• **Task statement**: Could you carry on the article about Calvary Episcopal Church's first radio broadcast, picking up after its last sentence?

• **Excerpt provided**:
══════

Pittsburgh parish marks its role in radio history

Posted Dec 30, 2020

A section of the January 2, 1921, bulletin of Calvary Episcopal Church, Pittsburgh. The service was the first-ever to be broadcast on the brand new medium of radio.

[Episcopal Diocese of Pittsburgh] It was the first Sunday in 1921. While Pittsburgh’s Calvary Episcopal Church started its day in typical fashion with Holy Communion and Morning Prayer, it would later hold an evening service unlike anything that had ever taken place before.

“An interesting arrangement has been made for tonight’s service,” Calvary’s then rector, the Rev. Edwin Jan van Etten, wrote in the parish bulletin. He noted that the International Radio Company (part of Westinghouse Electric) had installed wireless equipment in the church, and that the hymns and sermon to be preached by his associate, the Rev. Lewis Bliss Whittemore, would be “flashed for a radius of more than a thousand miles through space!”

Thus, Calvary came to host and officiate the first religious service ever broadcast to the world.

Westinghouse’s KDKA radio station had just become the first in the country to begin broadcasting a mere two months earlier. And it had never originated a program outside of its own studios until that night at Calvary.

══════

• **Provided information**:
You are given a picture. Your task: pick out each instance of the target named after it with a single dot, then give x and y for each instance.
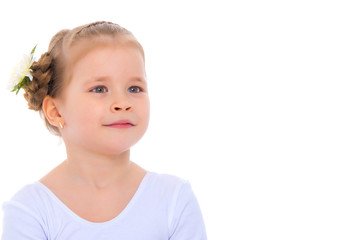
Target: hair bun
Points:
(37, 89)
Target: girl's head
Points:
(52, 73)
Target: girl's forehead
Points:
(85, 47)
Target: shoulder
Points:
(25, 212)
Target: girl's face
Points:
(105, 106)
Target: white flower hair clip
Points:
(21, 75)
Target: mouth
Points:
(120, 124)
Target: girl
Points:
(91, 89)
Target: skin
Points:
(107, 84)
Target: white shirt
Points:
(163, 207)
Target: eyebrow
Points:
(106, 78)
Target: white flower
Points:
(21, 71)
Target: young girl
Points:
(91, 89)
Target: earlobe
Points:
(51, 111)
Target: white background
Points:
(255, 102)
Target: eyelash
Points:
(138, 89)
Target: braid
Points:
(37, 89)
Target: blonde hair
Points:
(49, 71)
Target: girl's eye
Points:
(99, 89)
(134, 89)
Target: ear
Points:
(51, 111)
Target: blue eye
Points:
(99, 89)
(134, 89)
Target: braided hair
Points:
(48, 72)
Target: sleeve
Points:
(21, 223)
(186, 222)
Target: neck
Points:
(95, 170)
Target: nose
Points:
(121, 106)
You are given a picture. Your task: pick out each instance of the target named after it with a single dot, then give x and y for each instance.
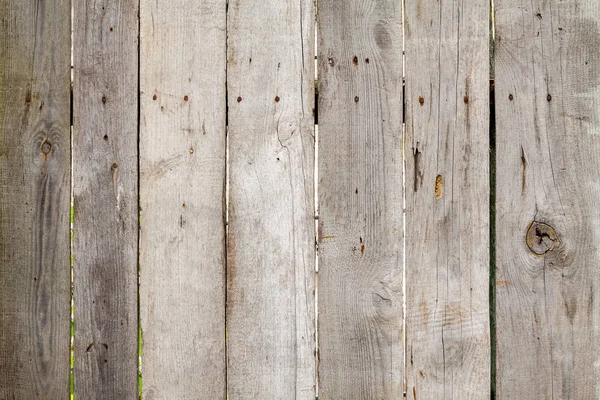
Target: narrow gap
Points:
(71, 232)
(492, 210)
(316, 194)
(404, 353)
(139, 129)
(226, 191)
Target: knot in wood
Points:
(46, 147)
(541, 238)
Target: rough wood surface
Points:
(34, 199)
(360, 200)
(548, 226)
(182, 161)
(105, 190)
(271, 242)
(447, 200)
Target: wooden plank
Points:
(34, 199)
(105, 191)
(548, 120)
(447, 200)
(360, 200)
(182, 194)
(271, 245)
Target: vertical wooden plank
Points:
(35, 167)
(182, 156)
(105, 191)
(271, 245)
(447, 199)
(360, 199)
(548, 226)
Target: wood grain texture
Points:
(548, 226)
(271, 242)
(105, 192)
(360, 200)
(182, 157)
(447, 200)
(35, 157)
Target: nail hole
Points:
(46, 147)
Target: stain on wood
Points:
(105, 193)
(35, 155)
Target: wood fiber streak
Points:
(182, 188)
(360, 200)
(271, 242)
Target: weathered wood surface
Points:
(271, 242)
(548, 227)
(447, 200)
(182, 162)
(34, 199)
(105, 192)
(360, 200)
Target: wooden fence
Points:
(458, 233)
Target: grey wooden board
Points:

══════

• **Task output**:
Calvary’s weekly presence on KDKA would last for more than 40 years. The station’s “clear-channel” license allowed it to broadcast at 50,000 watts on a frequency that was not shared with any other station. That meant its programs could be heard in much of the eastern and central United States, and if atmospheric conditions were right, well beyond.

Calvary’s national prominence grew, as did the profiles of its clergy. Whittemore would later become Bishop of Western Michigan. Van Etten headed to Boston to serve as dean of the cathedral. He was succeeded by the Rev. Arthur Kinsolving, himself a former dean and future bishop. Calvary would attract rectors from the likes of the Rev. Sam Shoemaker, who helped established Alcoholics Anonymous, and in more recent times, the Rev. Dr. Harold T. Lewis. The current rector, the Rev. Jonathon W. Jensen, was the dean of Trinity Cathedral in Little Rock.

Notable guests would also grace Calvary’s pulpit over the years. The church has hosted several presiding bishops, former Archbishop of Canterbury George Carey, and the Nobel Peace Prize winner, Archbishop Emeritus Desmond Tutu of South Africa.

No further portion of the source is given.